* [TASK]
Please copy out the material below word for word, starting with the line that contains "Tag every instance of the side mirror" and running through the end of the material, both ends included. Set down only that part.

* [ENTRIES]

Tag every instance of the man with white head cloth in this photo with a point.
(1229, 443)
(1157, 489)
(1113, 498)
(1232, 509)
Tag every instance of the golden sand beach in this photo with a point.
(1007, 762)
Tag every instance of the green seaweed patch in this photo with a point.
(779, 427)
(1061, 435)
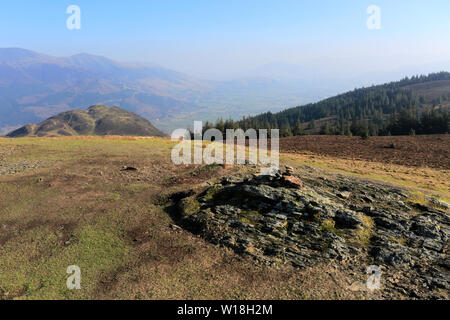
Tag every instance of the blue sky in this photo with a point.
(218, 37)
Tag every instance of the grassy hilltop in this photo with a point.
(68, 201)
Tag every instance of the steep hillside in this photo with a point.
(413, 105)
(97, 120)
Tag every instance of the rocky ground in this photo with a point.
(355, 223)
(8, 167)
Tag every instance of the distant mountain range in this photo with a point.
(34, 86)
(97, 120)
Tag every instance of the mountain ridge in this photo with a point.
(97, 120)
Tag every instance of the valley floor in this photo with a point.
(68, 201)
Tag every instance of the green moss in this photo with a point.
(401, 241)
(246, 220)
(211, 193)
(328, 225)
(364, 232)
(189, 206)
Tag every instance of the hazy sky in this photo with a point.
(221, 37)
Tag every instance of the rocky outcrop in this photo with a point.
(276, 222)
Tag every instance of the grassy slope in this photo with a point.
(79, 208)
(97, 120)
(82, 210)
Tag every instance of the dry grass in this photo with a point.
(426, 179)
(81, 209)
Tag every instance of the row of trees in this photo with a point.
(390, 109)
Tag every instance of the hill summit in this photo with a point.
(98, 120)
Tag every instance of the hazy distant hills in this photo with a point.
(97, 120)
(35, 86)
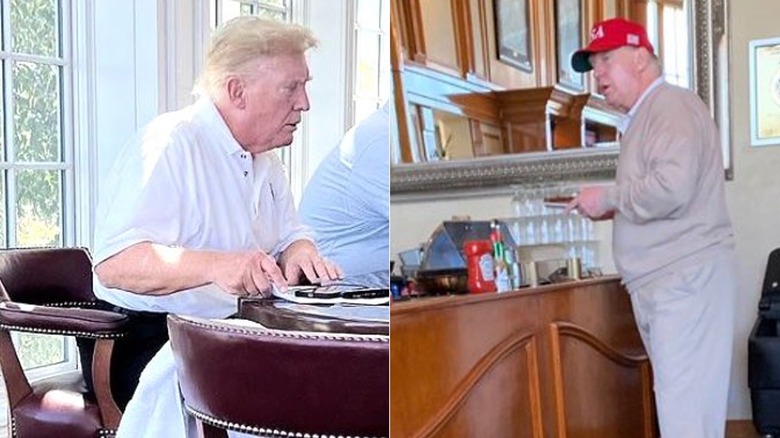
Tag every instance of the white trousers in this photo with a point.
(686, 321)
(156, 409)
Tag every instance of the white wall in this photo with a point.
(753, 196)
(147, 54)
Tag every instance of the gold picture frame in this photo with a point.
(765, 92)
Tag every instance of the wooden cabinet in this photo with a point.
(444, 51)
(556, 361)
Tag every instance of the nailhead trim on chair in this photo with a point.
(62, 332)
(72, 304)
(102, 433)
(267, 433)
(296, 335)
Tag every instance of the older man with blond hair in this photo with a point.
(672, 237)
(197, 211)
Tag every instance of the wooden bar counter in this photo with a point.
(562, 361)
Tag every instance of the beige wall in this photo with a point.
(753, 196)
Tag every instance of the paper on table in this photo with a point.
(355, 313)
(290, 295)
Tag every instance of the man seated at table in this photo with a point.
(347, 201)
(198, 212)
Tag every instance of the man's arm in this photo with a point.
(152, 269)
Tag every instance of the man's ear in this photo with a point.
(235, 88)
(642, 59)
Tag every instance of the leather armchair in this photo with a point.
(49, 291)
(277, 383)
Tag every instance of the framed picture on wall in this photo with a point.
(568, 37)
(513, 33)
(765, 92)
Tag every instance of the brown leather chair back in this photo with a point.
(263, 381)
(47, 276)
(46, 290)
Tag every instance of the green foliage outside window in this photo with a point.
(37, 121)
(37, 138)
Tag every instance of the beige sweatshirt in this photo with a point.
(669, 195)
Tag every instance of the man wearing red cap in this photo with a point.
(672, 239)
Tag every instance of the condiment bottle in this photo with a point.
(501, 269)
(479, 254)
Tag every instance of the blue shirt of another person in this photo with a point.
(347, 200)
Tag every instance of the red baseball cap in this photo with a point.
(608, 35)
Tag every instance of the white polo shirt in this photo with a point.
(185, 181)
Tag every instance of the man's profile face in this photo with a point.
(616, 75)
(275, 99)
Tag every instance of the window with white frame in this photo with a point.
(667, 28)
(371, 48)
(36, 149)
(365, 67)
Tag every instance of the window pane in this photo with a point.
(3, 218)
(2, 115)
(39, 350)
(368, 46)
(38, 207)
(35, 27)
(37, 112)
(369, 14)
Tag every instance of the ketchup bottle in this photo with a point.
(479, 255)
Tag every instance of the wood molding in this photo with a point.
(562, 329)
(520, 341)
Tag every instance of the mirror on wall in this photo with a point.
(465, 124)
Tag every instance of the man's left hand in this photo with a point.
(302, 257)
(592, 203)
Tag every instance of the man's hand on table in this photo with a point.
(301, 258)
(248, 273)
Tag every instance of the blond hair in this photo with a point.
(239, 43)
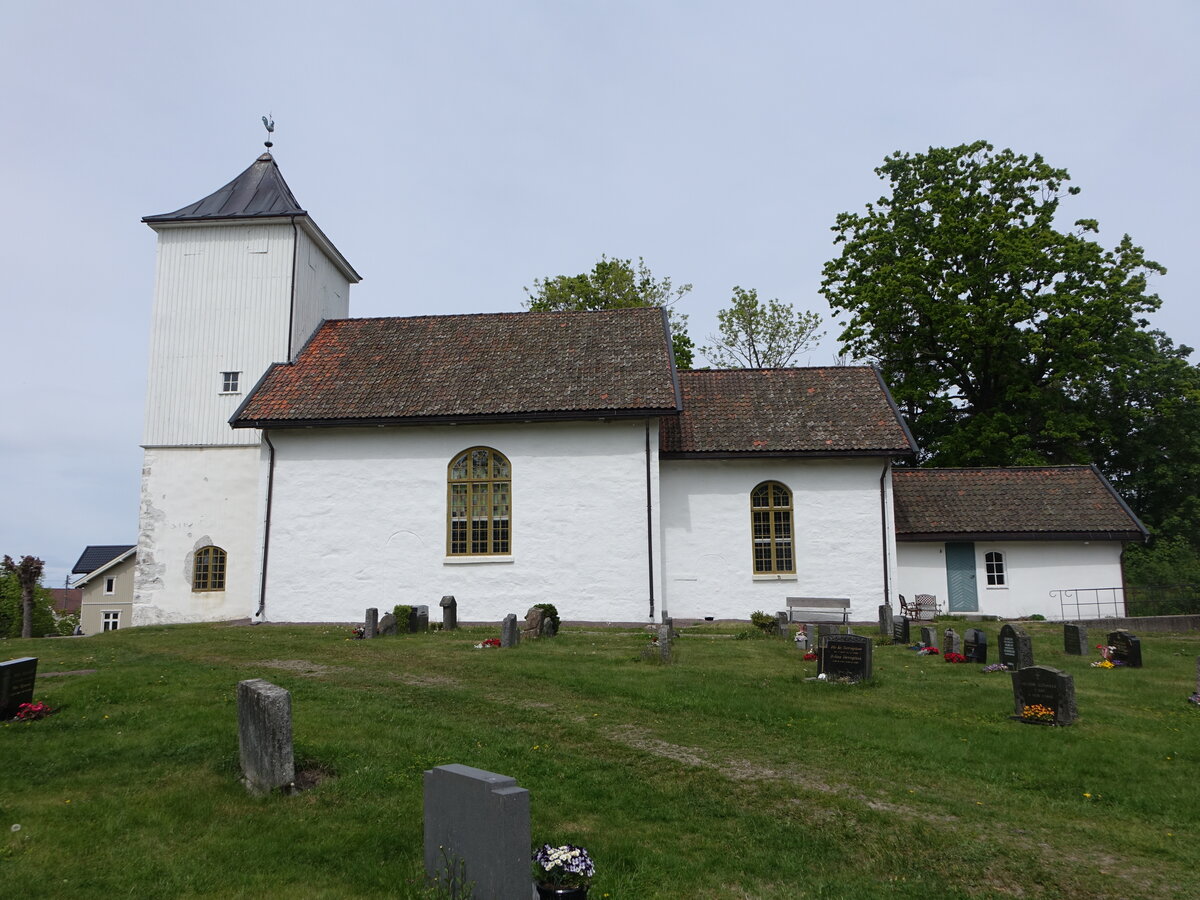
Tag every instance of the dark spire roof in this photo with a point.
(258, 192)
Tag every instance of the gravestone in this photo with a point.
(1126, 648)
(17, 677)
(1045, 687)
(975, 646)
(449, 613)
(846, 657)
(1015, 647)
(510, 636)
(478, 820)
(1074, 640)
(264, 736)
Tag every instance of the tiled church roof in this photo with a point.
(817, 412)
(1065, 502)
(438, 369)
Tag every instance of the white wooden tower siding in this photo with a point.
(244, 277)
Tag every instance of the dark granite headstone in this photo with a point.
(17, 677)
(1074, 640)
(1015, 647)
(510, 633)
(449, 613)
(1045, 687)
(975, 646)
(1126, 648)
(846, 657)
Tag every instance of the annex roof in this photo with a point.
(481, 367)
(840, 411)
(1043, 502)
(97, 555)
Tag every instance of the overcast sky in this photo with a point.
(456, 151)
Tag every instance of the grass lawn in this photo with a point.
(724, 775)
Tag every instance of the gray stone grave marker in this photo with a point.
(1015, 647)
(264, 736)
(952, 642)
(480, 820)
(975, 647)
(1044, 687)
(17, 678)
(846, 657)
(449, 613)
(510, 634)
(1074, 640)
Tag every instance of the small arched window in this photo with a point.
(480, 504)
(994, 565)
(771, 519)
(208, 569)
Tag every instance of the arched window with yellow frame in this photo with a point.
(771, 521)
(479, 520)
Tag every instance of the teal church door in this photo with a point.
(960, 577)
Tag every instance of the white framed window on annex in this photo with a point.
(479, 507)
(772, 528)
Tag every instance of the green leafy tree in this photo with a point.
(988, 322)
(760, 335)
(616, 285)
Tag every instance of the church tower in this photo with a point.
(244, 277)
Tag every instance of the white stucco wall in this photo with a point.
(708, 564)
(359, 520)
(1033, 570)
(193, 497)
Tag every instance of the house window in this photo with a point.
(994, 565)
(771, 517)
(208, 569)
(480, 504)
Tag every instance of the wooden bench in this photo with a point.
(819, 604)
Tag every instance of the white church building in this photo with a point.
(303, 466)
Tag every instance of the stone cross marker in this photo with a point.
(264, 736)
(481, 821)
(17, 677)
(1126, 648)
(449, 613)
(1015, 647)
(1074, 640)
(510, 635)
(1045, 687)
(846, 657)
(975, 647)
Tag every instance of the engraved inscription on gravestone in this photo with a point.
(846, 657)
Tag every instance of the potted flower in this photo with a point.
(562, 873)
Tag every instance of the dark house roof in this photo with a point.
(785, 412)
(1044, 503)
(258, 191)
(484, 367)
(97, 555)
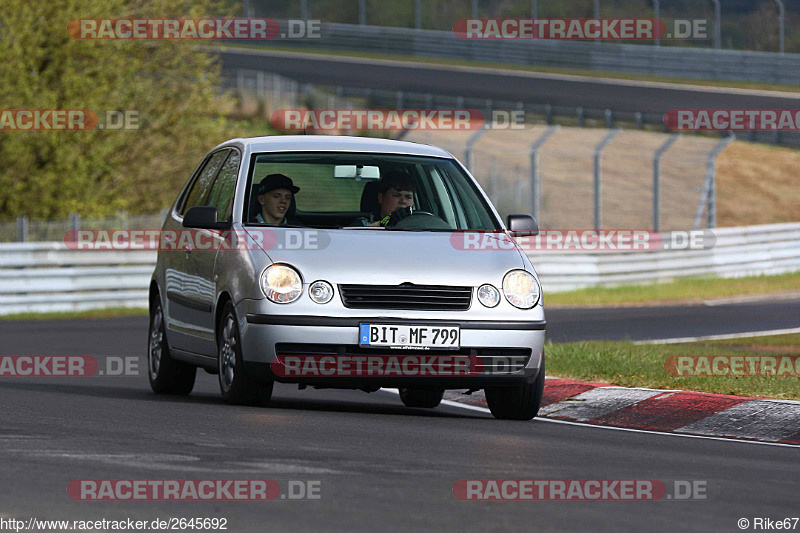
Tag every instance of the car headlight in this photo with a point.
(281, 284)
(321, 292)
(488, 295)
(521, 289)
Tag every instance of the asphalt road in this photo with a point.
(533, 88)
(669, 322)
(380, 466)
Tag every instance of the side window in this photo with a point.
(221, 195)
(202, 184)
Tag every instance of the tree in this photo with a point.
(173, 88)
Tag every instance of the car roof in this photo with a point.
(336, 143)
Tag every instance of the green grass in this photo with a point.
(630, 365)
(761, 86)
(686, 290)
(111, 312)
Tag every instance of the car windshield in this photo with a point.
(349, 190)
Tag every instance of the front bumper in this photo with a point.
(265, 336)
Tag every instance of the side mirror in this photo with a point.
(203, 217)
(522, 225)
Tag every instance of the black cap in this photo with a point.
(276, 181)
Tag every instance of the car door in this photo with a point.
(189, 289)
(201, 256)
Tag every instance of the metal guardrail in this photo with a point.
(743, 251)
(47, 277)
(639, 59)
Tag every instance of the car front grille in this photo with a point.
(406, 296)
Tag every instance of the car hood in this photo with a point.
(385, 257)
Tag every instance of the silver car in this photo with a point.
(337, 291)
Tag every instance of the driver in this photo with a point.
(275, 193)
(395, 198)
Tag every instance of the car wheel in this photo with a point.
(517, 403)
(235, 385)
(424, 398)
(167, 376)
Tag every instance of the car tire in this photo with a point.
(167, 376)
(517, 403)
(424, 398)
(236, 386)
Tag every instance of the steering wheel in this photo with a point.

* [TASK RESPONSE]
Tag every instance of the side mirror in this photo with a point.
(203, 217)
(522, 225)
Tag every instance of the black cap in this photo with a point.
(276, 181)
Tag every instance of the car door in this photo with a point.
(189, 289)
(201, 256)
Tag every instance of the metal guardrail in this photo with a point.
(743, 251)
(47, 277)
(639, 59)
Tag every instance of the car front grille in this photo with a point.
(406, 296)
Tag every instance of the car hood in this photo with a point.
(385, 257)
Tag every instance of the silver car in this photo with a point.
(337, 291)
Tag every instance of the driver in this photo with a point.
(275, 193)
(395, 198)
Tag every instance of the car wheel in this photo with a point.
(517, 403)
(235, 385)
(424, 398)
(167, 376)
Tag every instance of the car tire in this photo with a point.
(167, 376)
(517, 403)
(424, 398)
(236, 386)
Tag every instance of the steering wheel in this photo with a point.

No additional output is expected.